▶ [WHAT IS NEEDED]: Pictures stay out of the copy; set down each line of the listing below exactly.

(Saved entries)
==============================

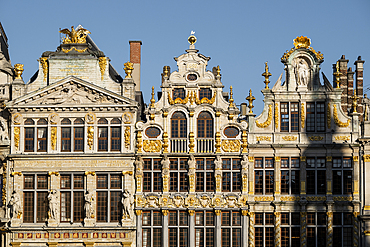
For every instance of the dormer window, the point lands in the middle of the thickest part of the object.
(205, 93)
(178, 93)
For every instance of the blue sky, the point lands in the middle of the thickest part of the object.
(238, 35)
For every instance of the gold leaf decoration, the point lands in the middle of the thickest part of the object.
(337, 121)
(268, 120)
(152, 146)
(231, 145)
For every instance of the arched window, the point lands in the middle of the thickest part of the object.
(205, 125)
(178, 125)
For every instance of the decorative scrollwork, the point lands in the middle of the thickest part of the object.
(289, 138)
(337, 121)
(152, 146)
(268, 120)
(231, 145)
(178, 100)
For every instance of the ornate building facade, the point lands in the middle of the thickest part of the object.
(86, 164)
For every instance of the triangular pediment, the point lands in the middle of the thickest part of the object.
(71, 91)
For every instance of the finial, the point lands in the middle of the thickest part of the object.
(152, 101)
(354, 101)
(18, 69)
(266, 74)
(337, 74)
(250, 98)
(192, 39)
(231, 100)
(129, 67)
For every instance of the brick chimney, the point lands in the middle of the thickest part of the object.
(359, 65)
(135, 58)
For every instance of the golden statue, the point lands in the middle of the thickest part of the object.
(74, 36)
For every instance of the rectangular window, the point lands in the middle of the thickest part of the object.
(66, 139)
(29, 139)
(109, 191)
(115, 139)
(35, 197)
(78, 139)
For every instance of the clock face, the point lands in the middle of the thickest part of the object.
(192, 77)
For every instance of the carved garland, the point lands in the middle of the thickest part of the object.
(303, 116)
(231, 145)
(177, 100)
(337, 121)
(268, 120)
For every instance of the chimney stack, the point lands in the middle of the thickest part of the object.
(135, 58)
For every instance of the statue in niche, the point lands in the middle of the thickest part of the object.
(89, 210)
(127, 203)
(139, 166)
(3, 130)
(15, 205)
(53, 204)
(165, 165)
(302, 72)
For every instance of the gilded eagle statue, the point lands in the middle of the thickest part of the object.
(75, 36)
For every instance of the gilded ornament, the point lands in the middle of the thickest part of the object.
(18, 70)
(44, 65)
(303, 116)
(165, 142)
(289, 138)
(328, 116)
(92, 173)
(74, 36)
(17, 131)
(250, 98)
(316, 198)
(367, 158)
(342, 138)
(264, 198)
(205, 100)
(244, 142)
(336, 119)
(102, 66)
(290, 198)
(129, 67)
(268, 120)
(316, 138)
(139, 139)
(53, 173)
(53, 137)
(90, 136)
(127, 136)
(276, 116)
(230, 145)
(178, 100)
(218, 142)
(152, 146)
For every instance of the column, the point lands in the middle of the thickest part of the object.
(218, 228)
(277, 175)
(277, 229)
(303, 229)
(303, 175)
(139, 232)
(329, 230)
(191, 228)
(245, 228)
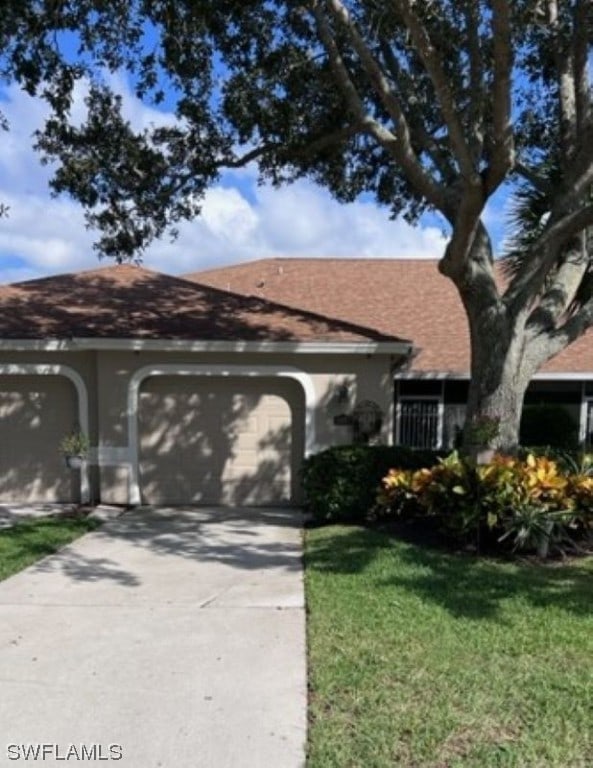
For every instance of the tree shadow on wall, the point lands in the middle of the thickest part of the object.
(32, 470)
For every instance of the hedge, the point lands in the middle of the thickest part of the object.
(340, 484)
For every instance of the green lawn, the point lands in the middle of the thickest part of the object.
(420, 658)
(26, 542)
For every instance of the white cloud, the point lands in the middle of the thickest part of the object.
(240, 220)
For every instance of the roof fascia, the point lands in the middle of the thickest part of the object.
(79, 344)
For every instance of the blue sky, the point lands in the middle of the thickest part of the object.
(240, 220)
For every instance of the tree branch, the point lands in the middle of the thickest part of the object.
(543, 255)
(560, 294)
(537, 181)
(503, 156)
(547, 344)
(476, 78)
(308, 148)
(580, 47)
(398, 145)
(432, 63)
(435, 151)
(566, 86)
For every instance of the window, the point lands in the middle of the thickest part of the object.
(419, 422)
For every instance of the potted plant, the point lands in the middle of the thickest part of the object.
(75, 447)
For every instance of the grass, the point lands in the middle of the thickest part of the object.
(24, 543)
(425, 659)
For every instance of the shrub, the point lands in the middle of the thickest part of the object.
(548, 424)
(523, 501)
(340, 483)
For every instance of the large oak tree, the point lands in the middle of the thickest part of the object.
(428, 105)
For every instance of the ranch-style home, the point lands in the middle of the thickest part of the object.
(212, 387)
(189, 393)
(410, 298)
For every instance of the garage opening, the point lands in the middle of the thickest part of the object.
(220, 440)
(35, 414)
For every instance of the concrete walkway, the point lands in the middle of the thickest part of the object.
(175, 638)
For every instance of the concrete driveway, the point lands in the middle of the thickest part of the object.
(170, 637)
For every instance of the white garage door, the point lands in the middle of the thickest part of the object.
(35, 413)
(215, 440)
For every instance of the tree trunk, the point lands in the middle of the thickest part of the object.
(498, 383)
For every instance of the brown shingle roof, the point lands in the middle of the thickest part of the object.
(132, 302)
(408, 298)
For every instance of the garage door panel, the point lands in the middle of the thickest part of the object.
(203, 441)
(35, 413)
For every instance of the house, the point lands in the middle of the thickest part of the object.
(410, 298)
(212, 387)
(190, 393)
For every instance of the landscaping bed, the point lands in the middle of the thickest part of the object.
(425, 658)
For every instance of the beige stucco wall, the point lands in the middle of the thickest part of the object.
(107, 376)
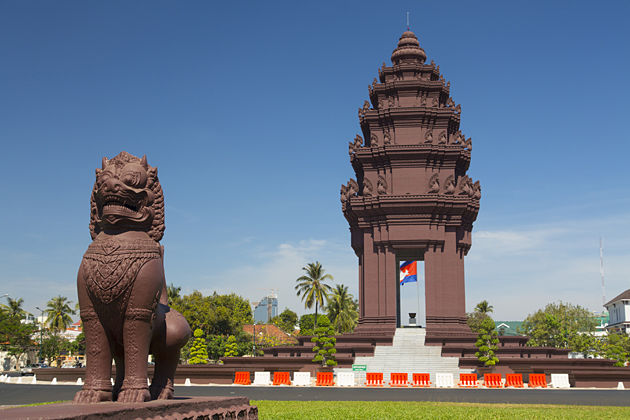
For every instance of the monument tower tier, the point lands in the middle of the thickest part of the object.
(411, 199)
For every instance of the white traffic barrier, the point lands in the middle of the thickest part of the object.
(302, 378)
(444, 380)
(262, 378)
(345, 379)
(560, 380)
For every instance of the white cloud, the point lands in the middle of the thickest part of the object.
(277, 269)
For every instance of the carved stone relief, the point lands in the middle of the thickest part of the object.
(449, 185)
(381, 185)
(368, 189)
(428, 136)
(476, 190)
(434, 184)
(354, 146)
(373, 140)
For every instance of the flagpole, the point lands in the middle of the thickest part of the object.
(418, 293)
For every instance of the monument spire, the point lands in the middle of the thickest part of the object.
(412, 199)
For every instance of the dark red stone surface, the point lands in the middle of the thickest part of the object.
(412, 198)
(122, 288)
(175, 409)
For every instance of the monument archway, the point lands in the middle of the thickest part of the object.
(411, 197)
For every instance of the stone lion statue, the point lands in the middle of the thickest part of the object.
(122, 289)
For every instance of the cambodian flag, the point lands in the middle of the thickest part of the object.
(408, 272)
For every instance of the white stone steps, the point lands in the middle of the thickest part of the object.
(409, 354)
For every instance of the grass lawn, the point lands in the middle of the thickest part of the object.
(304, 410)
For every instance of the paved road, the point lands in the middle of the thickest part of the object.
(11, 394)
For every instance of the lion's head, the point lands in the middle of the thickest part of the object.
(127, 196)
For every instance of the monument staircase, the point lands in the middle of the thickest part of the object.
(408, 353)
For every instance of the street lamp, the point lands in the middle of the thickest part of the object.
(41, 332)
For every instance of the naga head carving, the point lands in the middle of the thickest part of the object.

==============================

▶ [ANSWER]:
For every instance of the dormer window, the point lands in the middle of the thickest part of the object.
(205, 93)
(178, 93)
For every instance of the blue sky, the point lands in the middle of the thickest part of the object.
(238, 35)
For every instance of the gold leaf decoration, the point lands in the middle of the thickest part of the object.
(337, 121)
(268, 120)
(152, 146)
(231, 145)
For every instance of the arched window, the point lands in the middle of the thickest part of the object.
(205, 125)
(178, 125)
For every instance of the decorative scrollwork, the point lands in the middle of the thickest part of the object.
(289, 138)
(337, 121)
(152, 146)
(268, 120)
(231, 145)
(178, 100)
For every instance of the ornate building facade, the point lands in the middle of the thickest part of the object.
(86, 164)
For every instance of the triangular pediment, the point lands in the middle of the thickest part of the object.
(71, 91)
For every instance of the finial, the point lands in the middle of the thickest part of the object.
(152, 101)
(354, 101)
(18, 69)
(266, 74)
(337, 74)
(250, 98)
(192, 39)
(231, 100)
(129, 67)
For every instance of the brick chimney, the point lands in the middle of the thickest part of the object.
(359, 65)
(135, 58)
For every instance of the golden statue, the point lands in the middle of the thickest part of the object.
(74, 36)
For every instance of the rectangular window, the point lands in the middle of the thickest part of the object.
(66, 139)
(29, 139)
(109, 191)
(115, 139)
(35, 197)
(78, 139)
For every instance of the clock face, the point lands in the middle of the thickest part of the object.
(192, 77)
For every instance of the carved garland, the point lands in the middle of the thickest part of the object.
(303, 116)
(231, 145)
(177, 100)
(337, 121)
(268, 120)
For every instance of the chimney stack, the point lands in the middle of the thickest part of the object.
(135, 58)
For every instance of the statue in niche, the point lands in the middle of the thickest part of the object.
(89, 210)
(127, 203)
(139, 166)
(3, 130)
(15, 205)
(53, 204)
(165, 165)
(302, 72)
For every instance of the gilded eagle statue, the point lands in the middle of the thickest part of the object.
(75, 36)
For every instance of the gilded ornament, the point lands in the middle of the thickest part of the object.
(18, 70)
(44, 65)
(303, 116)
(165, 142)
(289, 138)
(328, 116)
(92, 173)
(74, 36)
(17, 131)
(250, 98)
(316, 198)
(367, 158)
(342, 138)
(264, 198)
(205, 100)
(244, 142)
(336, 119)
(102, 66)
(290, 198)
(129, 67)
(268, 120)
(316, 138)
(139, 139)
(53, 173)
(53, 137)
(90, 136)
(127, 136)
(276, 116)
(230, 145)
(178, 100)
(218, 142)
(152, 146)
For every instance of the column, the point lands in the middle of the thickest part of the object.
(218, 228)
(277, 175)
(277, 229)
(303, 229)
(303, 175)
(139, 232)
(329, 230)
(191, 228)
(245, 228)
For every instance of the tree shadow on wall, the point lands in the middle of the thickest part of the object.
(32, 470)
For every instance of the hedge, the point lands in the middle of the thickest part of the object.
(340, 484)
For every instance of the green lawn, the point lands in the middle of the thickest part of the object.
(420, 658)
(26, 542)
For every instance of the white cloud, the point lands in the middle of the thickest part of the object.
(240, 220)
For every instance of the roof fascia, the point lands in the middle of the thickest part of the object.
(79, 344)
For every instance of the blue sky, the point lands in the middle of the thickest part of the object.
(240, 220)
For every instance of the tree branch, the point lands in the middle of the thickest part of the object.
(543, 255)
(560, 294)
(537, 181)
(503, 156)
(547, 344)
(476, 78)
(308, 148)
(580, 47)
(398, 145)
(432, 63)
(435, 151)
(566, 86)
For every instance of the window, the point lands in the middle of the thickest part of the object.
(419, 422)
For every instance of the potted plant, the point lands in the middle of the thickest part of the object.
(75, 447)
For every instance of the grass, the point lands in the middle of the thickest part of the object.
(24, 543)
(425, 659)
For every instance of the shrub, the point lands in the middle of the thickest part of the object.
(548, 424)
(523, 501)
(340, 483)
For every instance of the large oak tree, the point lands in the middle of the thickest part of the object.
(428, 105)
For every instance of the ranch-style home, the point lands in the middle of the thickest part of the object.
(212, 387)
(189, 393)
(410, 298)
For every instance of the garage opening, the point lands in the middle of the thickest part of the object.
(220, 440)
(35, 414)
For every instance of the concrete walkway, the point lands in the middle of the thickest part of the object.
(175, 638)
For every instance of the concrete driveway, the point lands in the middle of the thickest part of the object.
(170, 637)
For every instance of the white garage door, the point lands in the middle of the thickest part of the object.
(35, 413)
(215, 440)
For every instance of the tree trunk, the point lands in the middle of the thickest part of the object.
(498, 383)
For every instance of the brown shingle roof, the point lands in the middle of the thickest part of the object.
(132, 302)
(408, 298)
For every instance of the garage door panel, the point lands in the middle of the thickest part of the object.
(203, 441)
(35, 413)
For every instance of the house, the point lands in the middle of the thickest part of the object.
(410, 298)
(212, 387)
(190, 393)
For every instance of the landscaping bed, the point lands in the middle of the thickest part of the object.
(425, 658)
For every instance of the beige stucco wall, the point lands in the middle of the thickest part of the object.
(107, 376)
For every instance of the monument tower tier, the point lands in the middle of the thickest part of the object.
(411, 199)
For every instance of the white traffic barrier, the point lands in the middle of the thickest part of the object.
(302, 378)
(444, 380)
(262, 378)
(345, 379)
(560, 380)
For every instance of the white cloud, the point lands in the middle of the thickest part of the object.
(277, 269)
For every instance of the carved stone relief, the point lands in the middle of the thickest part of the object.
(449, 185)
(381, 185)
(368, 189)
(428, 136)
(476, 190)
(434, 184)
(354, 146)
(373, 140)
For every instance of the flagpole, the point lands in the middle of the thickest part of the object.
(418, 293)
For every instance of the monument spire, the point lands in the middle of the thickest part of the object.
(412, 199)
For every instance of the dark red stone surface, the point lands in the middle of the thickest part of the object.
(412, 198)
(122, 288)
(175, 409)
For every instance of the monument archway, the point lands in the middle of the thickest part of the object.
(411, 197)
For every instance of the stone lion statue, the point lands in the middle of the thickest part of the object.
(122, 289)
For every instance of the cambodian flag, the point lands in the middle of the thickest part of the object.
(408, 272)
For every instance of the white stone steps, the point lands in the middle of the thickest part of the object.
(409, 354)
For every instance of the grass lawn, the point lands in the middle of the thickest part of the object.
(304, 410)
For every instance of the paved road, the point lands in the middle of the thickest part of the object.
(11, 394)
For every instance of the lion's head, the point lands in the middle of the thickest part of the object.
(127, 196)
For every instance of the monument staircase, the point lands in the middle of the thickest part of the object.
(408, 353)
For every instance of the street lamp, the point lands in the middle of the thickest part of the object.
(41, 332)
For every instance of the naga head carving, the point lands in the middle of the thickest part of the object.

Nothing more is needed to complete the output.